= HITS-CLIP =

Method used in molecular biology

High-throughput sequencing of RNA isolated by crosslinking immunoprecipitation (HITS-CLIP) is a variant of CLIP for genome-wide mapping protein-RNA binding sites or RNA modification sites in vivo. HITS-CLIP was originally used to generate genome-wide protein-RNA interaction maps for the neuron-specific RNA-binding protein and splicing factor NOVA1 and NOVA2; since then a number of other splicing factor maps have been generated, including those for PTB, RbFox2, SFRS1, hnRNP C, and even N6-Methyladenosine (m6A) mRNA modifications.

HITS-CLIP of the RNA-binding protein Argonaute has been performed for the identification of microRNA targets by decoding microRNA-mRNA and protein-RNA interaction maps in mouse brain, and subsequently in Caenorhabditis elegans, embryonic stem cells and tissue culture cells.

As a novel modification of HITS-CLIP, m6A-CLIP was developed to precisely map N6-Methyladenosine(m6A) locations in mRNA by UV-crosslinking m6A antibody to the target RNA. Recently, improved bioinformatics applied to Argonaute HITS-CLIP enables identification of binding sites with single nucleotide resolution.
■ ■ ■ ■ ■
> [What needs to be done]:
Rewrite the HITS-CLIP text from "High-throughput sequencing of" to "tissue culture cells.", substituting "rat brain" for "mouse brain".

(Recorded data)
■ ■ ■ ■ ■
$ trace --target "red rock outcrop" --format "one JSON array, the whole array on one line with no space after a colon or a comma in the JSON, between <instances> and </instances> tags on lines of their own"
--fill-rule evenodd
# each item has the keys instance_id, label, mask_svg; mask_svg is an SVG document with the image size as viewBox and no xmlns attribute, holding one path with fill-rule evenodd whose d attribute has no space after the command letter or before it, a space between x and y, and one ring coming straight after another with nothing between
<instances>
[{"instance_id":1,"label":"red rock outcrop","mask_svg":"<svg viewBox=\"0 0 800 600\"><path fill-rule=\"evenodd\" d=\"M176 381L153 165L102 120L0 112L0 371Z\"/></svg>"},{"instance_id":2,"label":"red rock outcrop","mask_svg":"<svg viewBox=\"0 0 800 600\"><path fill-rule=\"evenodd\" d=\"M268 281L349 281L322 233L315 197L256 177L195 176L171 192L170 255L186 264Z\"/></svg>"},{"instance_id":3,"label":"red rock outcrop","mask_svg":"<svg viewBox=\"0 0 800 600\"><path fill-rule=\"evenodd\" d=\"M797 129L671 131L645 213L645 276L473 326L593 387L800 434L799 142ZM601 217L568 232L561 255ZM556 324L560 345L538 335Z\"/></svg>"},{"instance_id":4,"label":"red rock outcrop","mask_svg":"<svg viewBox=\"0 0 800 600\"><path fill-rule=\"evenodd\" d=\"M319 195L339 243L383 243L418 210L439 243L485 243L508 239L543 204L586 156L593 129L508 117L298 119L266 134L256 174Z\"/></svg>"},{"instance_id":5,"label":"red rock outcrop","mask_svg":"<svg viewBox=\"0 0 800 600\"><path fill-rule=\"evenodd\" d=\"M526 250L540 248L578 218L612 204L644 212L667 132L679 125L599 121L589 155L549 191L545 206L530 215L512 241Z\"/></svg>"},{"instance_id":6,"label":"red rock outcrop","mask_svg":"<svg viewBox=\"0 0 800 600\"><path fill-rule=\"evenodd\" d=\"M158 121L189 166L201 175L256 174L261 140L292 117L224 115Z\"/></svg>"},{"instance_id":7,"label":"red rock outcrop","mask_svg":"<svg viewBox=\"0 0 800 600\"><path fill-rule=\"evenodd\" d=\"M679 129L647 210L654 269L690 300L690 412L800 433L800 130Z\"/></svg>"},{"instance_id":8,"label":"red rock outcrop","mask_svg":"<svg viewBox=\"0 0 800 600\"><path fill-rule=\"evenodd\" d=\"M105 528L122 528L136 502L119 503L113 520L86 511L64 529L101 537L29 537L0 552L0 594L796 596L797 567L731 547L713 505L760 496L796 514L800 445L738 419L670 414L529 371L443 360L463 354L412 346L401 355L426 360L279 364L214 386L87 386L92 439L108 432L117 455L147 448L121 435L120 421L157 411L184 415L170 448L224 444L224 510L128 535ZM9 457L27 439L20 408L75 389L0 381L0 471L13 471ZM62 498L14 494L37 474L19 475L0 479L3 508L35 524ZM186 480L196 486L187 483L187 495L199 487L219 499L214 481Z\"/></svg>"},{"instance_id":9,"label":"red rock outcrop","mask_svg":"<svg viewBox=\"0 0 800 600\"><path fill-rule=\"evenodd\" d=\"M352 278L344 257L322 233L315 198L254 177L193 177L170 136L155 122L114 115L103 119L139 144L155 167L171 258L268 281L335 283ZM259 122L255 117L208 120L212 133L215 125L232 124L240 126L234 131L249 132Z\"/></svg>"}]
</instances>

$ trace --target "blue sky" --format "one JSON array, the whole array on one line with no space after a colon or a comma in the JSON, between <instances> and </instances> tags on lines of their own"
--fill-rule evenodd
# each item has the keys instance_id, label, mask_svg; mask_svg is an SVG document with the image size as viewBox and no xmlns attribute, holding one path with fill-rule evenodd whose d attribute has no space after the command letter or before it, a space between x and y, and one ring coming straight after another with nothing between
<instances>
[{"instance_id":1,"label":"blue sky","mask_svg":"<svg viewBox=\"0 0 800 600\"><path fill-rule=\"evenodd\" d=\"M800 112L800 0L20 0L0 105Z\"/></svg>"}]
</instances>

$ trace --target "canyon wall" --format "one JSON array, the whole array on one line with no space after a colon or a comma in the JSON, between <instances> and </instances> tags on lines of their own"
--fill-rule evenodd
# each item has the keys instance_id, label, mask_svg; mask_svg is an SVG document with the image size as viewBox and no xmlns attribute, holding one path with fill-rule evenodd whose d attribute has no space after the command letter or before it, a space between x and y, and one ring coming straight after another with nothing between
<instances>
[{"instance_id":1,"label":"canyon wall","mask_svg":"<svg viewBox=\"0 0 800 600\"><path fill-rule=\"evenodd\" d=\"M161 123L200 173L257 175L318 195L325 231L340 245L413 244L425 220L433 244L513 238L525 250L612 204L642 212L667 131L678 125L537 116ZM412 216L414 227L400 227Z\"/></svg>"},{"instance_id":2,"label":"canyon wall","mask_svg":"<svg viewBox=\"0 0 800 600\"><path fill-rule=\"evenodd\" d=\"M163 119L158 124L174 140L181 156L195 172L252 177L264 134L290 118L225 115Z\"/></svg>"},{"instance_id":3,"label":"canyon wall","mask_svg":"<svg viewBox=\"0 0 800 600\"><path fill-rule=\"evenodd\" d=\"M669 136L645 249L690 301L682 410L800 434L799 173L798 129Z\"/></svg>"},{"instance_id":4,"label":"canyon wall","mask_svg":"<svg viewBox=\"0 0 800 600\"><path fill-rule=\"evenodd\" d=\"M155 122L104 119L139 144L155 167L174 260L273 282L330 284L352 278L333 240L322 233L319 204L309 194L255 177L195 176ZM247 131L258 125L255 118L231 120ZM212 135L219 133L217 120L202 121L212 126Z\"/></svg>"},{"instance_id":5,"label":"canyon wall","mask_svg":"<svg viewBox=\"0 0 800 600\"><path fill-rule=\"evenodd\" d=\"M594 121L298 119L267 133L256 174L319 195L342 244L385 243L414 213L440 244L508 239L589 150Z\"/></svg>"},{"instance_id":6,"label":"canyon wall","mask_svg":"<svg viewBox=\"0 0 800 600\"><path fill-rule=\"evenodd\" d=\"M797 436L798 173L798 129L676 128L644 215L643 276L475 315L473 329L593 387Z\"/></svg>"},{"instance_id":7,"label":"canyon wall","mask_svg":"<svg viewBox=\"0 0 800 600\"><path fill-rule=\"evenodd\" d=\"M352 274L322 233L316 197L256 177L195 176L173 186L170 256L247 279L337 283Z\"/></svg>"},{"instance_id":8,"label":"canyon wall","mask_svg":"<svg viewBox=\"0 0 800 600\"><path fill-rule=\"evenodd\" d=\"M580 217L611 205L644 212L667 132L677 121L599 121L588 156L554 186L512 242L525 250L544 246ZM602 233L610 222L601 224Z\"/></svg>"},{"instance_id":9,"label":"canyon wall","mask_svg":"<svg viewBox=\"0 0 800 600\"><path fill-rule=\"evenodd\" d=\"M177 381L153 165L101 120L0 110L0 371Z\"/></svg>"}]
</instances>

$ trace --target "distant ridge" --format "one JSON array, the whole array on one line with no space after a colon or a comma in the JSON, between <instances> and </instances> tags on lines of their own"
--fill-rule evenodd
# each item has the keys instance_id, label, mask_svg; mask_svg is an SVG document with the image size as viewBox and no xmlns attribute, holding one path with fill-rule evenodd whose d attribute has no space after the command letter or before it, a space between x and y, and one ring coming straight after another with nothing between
■ ■ ■ ■ ■
> [Task response]:
High-throughput sequencing of RNA isolated by crosslinking immunoprecipitation (HITS-CLIP) is a variant of CLIP for genome-wide mapping protein-RNA binding sites or RNA modification sites in vivo. HITS-CLIP was originally used to generate genome-wide protein-RNA interaction maps for the neuron-specific RNA-binding protein and splicing factor NOVA1 and NOVA2; since then a number of other splicing factor maps have been generated, including those for PTB, RbFox2, SFRS1, hnRNP C, and even N6-Methyladenosine (m6A) mRNA modifications.

HITS-CLIP of the RNA-binding protein Argonaute has been performed for the identification of microRNA targets by decoding microRNA-mRNA and protein-RNA interaction maps in rat brain, and subsequently in Caenorhabditis elegans, embryonic stem cells and tissue culture cells.